MATERIAL FOR THIS EXERCISE.
* Begin *
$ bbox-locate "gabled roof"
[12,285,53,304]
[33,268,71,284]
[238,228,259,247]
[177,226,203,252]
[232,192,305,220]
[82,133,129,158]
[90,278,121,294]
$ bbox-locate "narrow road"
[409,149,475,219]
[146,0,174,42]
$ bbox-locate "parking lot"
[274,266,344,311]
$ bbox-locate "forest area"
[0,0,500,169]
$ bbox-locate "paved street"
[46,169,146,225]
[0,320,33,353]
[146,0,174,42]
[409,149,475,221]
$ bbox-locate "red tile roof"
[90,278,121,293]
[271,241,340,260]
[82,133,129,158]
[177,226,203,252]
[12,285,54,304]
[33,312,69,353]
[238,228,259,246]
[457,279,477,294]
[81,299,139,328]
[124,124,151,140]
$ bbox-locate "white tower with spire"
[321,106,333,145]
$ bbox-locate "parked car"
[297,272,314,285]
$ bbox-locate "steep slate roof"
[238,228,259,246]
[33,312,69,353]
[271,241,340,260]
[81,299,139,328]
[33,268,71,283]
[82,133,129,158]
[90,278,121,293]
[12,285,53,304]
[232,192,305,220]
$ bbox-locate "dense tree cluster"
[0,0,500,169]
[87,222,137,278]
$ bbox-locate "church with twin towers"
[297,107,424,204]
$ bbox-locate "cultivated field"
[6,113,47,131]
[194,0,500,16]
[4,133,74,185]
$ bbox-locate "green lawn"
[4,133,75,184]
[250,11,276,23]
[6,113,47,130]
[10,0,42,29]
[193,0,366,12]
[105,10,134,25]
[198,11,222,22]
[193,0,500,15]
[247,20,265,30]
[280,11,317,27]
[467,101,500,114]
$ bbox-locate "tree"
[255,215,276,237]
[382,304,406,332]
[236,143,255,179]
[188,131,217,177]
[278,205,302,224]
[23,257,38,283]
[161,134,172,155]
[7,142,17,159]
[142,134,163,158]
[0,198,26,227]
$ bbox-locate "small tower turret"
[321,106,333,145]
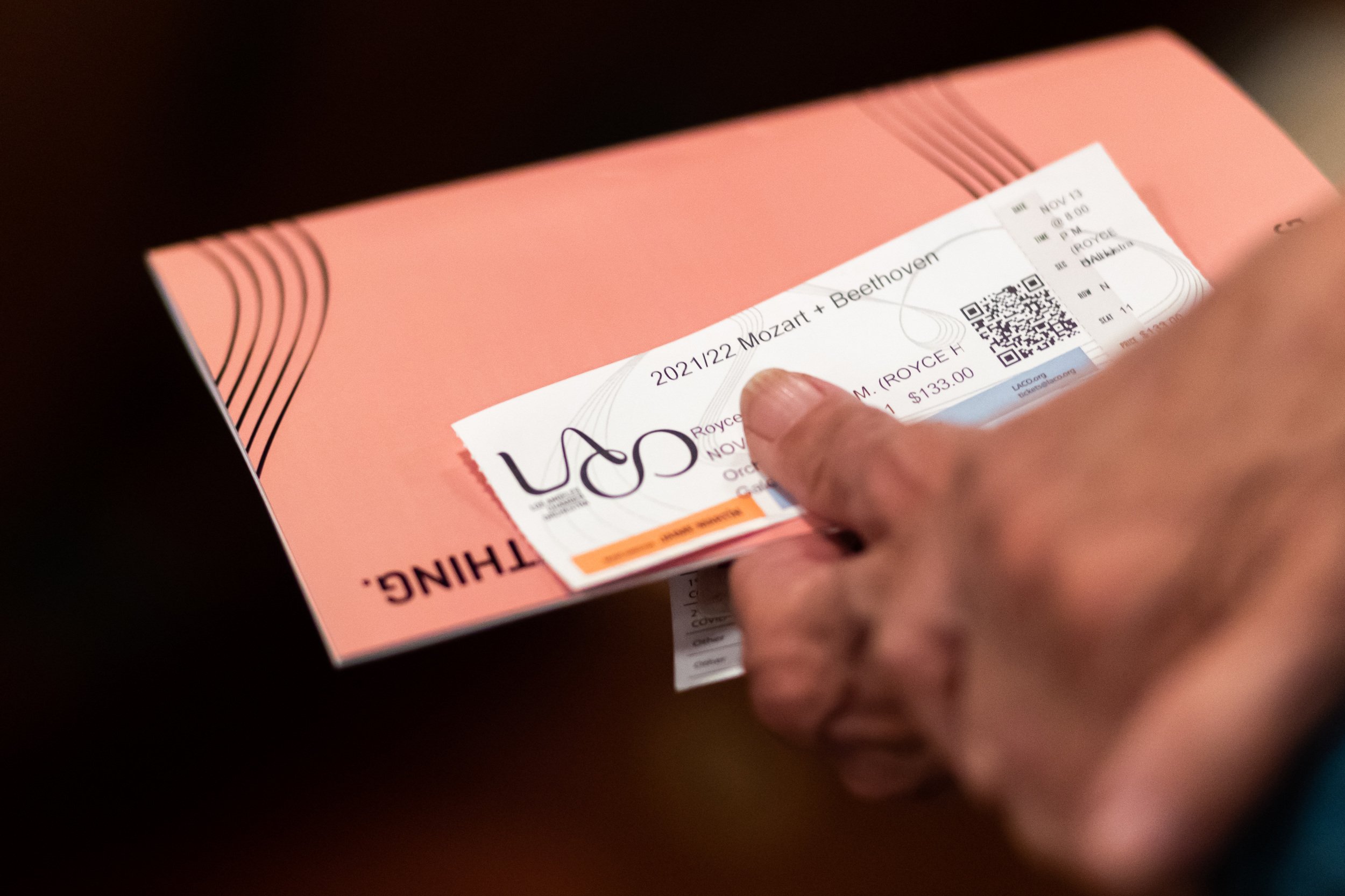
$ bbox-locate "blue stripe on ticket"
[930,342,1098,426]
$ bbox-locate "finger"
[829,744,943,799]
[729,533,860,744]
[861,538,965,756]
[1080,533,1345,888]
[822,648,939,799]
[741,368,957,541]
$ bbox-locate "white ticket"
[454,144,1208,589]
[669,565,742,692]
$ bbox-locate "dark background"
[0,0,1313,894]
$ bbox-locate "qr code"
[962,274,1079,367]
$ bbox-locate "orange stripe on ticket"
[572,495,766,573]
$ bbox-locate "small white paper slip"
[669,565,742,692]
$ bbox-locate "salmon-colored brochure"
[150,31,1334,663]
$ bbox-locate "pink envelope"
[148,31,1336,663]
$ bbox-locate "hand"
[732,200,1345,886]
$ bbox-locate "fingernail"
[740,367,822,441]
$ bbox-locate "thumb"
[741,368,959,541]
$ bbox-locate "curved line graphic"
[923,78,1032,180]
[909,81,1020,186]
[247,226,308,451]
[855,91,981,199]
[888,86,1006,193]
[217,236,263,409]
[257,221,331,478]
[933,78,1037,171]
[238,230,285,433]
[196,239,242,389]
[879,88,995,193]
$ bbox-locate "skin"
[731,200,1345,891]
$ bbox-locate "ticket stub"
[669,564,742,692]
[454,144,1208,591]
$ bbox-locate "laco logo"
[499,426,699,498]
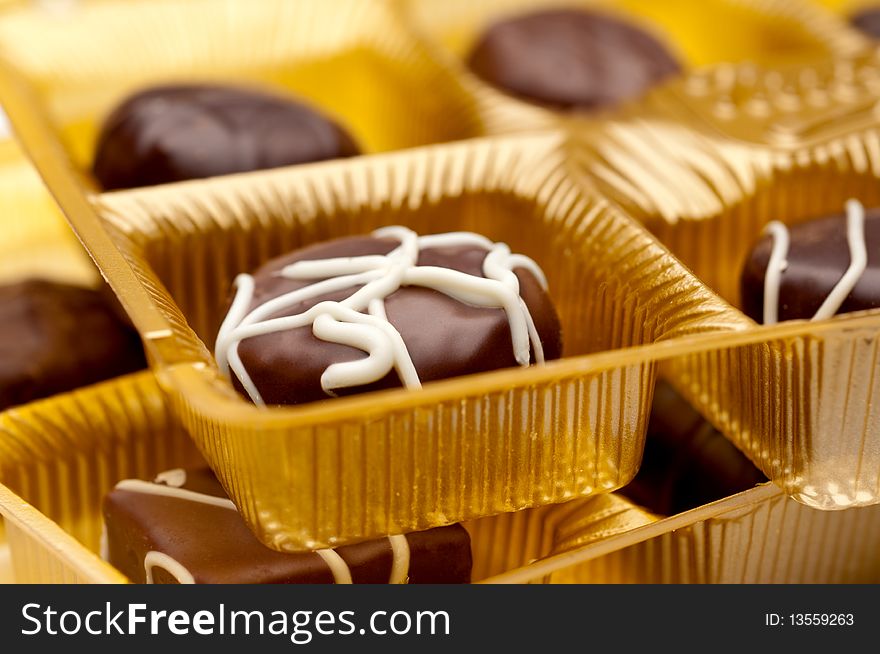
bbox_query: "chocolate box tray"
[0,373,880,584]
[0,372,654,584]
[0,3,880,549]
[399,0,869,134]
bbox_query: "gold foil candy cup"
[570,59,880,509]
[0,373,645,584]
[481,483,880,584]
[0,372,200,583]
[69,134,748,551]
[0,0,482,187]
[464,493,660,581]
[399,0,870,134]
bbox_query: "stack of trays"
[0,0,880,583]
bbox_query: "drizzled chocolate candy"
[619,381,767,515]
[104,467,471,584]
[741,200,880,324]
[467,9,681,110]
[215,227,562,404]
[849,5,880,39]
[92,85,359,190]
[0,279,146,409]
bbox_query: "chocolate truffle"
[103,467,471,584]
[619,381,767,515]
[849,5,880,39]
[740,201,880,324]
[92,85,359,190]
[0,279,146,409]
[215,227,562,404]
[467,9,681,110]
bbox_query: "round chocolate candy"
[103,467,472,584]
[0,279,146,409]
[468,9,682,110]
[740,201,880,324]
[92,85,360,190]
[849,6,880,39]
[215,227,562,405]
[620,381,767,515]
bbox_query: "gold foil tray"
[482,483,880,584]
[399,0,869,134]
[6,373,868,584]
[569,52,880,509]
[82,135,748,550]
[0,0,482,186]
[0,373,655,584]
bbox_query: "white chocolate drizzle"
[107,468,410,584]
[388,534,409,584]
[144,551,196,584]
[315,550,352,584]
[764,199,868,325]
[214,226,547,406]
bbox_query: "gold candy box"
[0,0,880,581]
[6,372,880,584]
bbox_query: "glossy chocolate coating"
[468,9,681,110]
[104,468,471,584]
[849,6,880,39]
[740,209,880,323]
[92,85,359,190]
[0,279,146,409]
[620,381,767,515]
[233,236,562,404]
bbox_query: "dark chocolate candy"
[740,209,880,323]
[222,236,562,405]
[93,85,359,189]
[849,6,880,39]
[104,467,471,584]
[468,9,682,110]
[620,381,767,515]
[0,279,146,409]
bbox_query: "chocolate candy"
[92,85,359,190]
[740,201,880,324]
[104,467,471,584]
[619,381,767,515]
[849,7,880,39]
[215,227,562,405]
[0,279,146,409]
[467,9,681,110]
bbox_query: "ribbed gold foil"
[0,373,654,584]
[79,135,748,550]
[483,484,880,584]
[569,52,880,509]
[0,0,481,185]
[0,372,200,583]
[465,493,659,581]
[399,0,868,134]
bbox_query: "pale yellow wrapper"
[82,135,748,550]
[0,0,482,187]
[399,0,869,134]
* End *
TO BE DONE.
Collect every line in the listing that contains the word "small", treating uppercase and lowercase as different.

ANSWER FOR THE TASK.
$ bbox-locate "small tower turret"
$ bbox-locate "small white paper slip"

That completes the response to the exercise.